Find the line containing "In this exercise you will find the leafy", then output it and every line after it through the end of the listing below, exactly as written.
-- Begin Data supplied --
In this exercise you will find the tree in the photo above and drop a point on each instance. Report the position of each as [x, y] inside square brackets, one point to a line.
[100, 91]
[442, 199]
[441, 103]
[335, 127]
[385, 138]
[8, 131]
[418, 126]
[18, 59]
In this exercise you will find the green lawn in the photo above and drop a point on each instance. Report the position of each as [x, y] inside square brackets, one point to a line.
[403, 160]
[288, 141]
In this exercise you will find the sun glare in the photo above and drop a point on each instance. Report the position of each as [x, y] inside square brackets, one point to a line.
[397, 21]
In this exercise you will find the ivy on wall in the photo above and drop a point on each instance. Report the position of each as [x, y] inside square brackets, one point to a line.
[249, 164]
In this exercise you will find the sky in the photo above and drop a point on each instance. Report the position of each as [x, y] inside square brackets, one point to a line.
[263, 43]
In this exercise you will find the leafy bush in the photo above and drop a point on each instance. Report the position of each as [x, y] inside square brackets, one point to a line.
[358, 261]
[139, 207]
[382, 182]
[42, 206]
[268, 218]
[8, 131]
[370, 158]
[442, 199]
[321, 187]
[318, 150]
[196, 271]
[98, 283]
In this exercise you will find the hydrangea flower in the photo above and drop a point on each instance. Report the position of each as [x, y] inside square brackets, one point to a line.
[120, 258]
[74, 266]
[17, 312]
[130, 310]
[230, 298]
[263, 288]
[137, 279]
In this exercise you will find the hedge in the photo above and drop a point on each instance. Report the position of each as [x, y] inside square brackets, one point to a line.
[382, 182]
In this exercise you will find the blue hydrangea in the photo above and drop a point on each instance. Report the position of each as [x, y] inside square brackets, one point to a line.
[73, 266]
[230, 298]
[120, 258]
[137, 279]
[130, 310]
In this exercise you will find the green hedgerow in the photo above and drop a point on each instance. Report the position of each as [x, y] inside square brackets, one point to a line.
-- End Data supplied --
— Exercise response —
In this exercise you will find the leafy bush in the photo above and drop a point on each instance. Report the position of each as [x, y] inside square brackets, one point to a line.
[358, 261]
[139, 207]
[382, 182]
[42, 206]
[268, 218]
[8, 131]
[370, 158]
[442, 199]
[321, 187]
[318, 150]
[196, 271]
[98, 283]
In this exercise you will find the hydrangea flower in the photo above and drop a point on each instance. Report the position of each as [x, y] inside square brackets, one point to a line.
[120, 258]
[74, 266]
[17, 312]
[130, 310]
[230, 298]
[263, 288]
[137, 279]
In this exercise you will find the hedge in the photo above and drop a point on each instance. Report the position of each as [x, y] inside square brackets, one point to a line.
[382, 182]
In this exercise you will find the blue hydrangea in the photo above and drop a point on each instance. Report the position of each as [x, y] inside square brackets, one point to a line.
[73, 266]
[230, 298]
[120, 258]
[137, 279]
[130, 310]
In this exercise you will find the green hedgerow in the photo above and drop a point on each instance. Report the position of each as [x, y] inside square brackets, one point to a line.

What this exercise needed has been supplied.